§ Task to carry out
Copy out every line of the records where the string "mask" occurs.

Listed entries below:

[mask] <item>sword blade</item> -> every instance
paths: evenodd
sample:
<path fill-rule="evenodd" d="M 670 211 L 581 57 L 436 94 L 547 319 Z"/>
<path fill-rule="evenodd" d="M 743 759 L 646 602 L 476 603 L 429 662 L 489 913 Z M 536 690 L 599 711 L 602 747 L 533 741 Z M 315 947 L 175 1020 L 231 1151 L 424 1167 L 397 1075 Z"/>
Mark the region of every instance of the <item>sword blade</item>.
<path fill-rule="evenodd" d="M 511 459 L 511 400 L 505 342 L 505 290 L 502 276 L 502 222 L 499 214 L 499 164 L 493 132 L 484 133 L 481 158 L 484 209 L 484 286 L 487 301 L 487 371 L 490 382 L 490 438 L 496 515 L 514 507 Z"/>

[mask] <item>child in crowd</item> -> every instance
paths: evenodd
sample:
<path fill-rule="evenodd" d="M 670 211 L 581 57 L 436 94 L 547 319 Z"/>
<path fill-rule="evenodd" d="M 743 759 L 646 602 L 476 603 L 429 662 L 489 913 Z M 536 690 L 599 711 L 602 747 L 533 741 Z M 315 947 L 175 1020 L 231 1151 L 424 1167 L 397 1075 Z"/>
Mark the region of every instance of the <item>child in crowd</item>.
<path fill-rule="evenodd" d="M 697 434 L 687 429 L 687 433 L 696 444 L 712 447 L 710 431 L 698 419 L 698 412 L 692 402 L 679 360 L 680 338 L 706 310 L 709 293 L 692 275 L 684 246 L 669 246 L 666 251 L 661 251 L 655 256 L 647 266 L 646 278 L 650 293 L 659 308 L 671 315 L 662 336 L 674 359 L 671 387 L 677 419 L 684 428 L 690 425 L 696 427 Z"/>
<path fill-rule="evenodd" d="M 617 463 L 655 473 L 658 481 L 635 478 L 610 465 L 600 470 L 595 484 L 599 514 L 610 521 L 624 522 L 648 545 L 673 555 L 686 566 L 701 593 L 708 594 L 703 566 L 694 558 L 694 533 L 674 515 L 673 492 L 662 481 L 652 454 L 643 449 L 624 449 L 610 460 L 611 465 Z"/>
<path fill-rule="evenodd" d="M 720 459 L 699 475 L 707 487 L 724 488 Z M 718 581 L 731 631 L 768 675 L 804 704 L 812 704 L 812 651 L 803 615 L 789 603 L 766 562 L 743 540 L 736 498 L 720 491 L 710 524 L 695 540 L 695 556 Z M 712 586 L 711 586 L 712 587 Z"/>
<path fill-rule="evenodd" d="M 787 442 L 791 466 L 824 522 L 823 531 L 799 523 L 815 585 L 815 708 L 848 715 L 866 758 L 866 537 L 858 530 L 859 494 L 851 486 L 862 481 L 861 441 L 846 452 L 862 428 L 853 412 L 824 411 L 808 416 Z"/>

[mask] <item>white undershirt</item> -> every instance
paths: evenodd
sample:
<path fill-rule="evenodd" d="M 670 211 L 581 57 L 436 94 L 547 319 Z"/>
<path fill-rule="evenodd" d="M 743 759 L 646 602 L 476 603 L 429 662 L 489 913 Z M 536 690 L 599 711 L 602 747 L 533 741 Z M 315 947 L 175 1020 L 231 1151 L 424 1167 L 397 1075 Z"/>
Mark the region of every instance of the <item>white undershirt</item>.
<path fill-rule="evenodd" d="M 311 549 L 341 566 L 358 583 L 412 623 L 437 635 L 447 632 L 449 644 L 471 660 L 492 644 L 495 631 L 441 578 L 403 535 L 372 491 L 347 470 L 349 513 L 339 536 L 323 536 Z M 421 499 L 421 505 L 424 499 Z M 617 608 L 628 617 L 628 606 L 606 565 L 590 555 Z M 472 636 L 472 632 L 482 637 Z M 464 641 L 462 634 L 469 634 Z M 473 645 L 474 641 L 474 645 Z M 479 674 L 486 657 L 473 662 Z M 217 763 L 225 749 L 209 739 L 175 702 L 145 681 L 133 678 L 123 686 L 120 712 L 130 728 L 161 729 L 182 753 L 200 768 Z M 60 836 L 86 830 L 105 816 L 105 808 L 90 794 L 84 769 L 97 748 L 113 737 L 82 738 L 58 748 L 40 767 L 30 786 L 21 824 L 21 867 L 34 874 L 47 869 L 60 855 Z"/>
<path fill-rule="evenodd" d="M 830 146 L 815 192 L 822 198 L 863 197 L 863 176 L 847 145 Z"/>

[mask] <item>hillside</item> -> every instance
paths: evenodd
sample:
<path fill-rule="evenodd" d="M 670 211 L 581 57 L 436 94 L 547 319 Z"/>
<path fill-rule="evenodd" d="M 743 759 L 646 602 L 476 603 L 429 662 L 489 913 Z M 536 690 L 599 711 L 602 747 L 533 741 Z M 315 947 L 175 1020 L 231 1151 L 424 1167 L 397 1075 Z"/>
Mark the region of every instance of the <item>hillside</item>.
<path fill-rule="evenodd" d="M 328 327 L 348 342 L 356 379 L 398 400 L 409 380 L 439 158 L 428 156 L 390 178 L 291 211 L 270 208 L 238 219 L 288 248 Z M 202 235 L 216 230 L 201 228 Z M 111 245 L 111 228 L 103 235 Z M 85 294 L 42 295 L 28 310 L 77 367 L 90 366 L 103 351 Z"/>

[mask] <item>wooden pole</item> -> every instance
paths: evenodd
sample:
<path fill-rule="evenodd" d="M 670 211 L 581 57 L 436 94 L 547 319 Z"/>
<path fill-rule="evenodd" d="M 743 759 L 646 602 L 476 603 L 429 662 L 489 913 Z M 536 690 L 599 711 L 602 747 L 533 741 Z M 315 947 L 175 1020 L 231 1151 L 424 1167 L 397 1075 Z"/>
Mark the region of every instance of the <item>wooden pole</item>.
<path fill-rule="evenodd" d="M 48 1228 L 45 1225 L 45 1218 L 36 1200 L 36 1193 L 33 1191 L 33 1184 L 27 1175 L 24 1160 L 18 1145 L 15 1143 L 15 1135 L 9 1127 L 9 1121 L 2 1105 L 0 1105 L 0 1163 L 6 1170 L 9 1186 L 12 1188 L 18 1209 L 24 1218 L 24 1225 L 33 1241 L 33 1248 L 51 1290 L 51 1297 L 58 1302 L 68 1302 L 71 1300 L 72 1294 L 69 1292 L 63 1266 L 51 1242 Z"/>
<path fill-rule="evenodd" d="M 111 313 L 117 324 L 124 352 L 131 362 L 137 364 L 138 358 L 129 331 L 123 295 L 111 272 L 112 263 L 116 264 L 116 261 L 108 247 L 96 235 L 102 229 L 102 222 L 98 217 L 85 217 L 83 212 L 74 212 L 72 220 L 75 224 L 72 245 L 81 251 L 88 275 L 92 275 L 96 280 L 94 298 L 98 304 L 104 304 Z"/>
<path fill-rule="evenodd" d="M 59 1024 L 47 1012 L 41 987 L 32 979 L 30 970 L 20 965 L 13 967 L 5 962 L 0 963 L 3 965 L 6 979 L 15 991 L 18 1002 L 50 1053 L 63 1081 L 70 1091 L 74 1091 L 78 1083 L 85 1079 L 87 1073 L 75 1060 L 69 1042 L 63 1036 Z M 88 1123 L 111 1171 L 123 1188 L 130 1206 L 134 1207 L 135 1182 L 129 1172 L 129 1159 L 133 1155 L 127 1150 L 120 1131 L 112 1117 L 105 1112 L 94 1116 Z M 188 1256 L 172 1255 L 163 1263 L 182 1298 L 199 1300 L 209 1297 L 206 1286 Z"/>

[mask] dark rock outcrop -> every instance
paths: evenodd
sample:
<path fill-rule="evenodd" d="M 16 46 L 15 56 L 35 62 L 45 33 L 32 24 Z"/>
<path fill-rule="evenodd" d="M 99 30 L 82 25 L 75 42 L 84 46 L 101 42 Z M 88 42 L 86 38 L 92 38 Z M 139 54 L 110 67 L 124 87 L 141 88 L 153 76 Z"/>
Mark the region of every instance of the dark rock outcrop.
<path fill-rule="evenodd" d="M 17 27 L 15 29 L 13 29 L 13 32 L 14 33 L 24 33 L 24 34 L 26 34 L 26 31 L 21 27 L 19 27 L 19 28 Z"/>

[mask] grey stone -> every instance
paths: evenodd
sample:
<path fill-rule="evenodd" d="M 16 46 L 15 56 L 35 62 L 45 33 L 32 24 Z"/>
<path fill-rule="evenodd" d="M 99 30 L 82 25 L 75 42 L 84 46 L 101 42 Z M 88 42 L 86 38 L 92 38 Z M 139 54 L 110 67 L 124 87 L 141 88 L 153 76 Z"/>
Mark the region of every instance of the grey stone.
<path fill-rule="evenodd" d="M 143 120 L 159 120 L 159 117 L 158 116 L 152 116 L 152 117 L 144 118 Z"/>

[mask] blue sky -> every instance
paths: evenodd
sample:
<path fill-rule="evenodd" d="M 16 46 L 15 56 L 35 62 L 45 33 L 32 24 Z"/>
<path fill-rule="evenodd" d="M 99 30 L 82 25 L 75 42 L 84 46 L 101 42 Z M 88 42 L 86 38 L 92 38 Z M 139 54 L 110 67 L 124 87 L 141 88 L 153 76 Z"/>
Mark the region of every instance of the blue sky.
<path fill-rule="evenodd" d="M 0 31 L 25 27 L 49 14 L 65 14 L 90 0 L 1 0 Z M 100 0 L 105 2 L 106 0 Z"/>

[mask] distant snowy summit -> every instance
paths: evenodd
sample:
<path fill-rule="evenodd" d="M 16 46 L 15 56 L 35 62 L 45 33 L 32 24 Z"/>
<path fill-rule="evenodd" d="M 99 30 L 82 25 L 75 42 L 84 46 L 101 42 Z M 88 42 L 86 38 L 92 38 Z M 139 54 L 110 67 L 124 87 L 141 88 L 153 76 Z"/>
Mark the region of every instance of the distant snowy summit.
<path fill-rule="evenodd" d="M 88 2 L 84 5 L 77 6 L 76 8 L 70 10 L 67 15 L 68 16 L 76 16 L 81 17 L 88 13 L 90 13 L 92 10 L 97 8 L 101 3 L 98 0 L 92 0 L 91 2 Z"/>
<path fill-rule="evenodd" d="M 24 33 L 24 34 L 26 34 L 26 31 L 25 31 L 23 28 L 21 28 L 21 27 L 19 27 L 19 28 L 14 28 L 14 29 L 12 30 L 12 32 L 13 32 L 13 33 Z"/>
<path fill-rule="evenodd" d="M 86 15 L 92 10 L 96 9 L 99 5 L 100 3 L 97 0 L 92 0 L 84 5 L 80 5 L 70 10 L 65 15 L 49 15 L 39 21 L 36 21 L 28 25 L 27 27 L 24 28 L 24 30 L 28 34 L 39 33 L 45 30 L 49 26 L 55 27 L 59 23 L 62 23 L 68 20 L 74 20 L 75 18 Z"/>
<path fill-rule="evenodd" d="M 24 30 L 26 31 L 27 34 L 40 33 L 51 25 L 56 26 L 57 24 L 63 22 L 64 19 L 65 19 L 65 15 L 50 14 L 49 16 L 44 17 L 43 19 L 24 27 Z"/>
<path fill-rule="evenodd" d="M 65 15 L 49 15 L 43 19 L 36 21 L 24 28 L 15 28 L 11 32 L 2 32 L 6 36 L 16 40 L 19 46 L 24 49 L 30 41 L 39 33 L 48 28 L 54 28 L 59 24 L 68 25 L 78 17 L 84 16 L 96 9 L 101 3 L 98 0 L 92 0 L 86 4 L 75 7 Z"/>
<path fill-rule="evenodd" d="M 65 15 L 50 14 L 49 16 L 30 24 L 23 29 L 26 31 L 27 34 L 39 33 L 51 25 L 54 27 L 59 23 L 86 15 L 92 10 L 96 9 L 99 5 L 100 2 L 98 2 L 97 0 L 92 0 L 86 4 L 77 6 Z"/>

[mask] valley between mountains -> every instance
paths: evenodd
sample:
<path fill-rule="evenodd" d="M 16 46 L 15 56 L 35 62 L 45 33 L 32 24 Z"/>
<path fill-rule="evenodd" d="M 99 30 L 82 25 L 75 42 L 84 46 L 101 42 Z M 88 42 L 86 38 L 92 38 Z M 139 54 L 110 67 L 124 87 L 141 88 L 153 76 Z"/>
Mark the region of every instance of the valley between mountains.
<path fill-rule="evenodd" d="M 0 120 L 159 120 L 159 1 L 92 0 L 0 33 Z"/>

End of Listed entries.

§ Expected answer
[mask] <item>sword blade</item> -> every instance
[mask] <item>child in crowd</item> -> every instance
[mask] <item>white undershirt</item> -> every instance
[mask] <item>hillside</item> -> every instance
[mask] <item>wooden pole</item> -> every instance
[mask] dark rock outcrop -> every instance
[mask] grey stone -> every instance
[mask] blue sky -> every instance
[mask] distant snowy summit -> every instance
[mask] valley between mountains -> every instance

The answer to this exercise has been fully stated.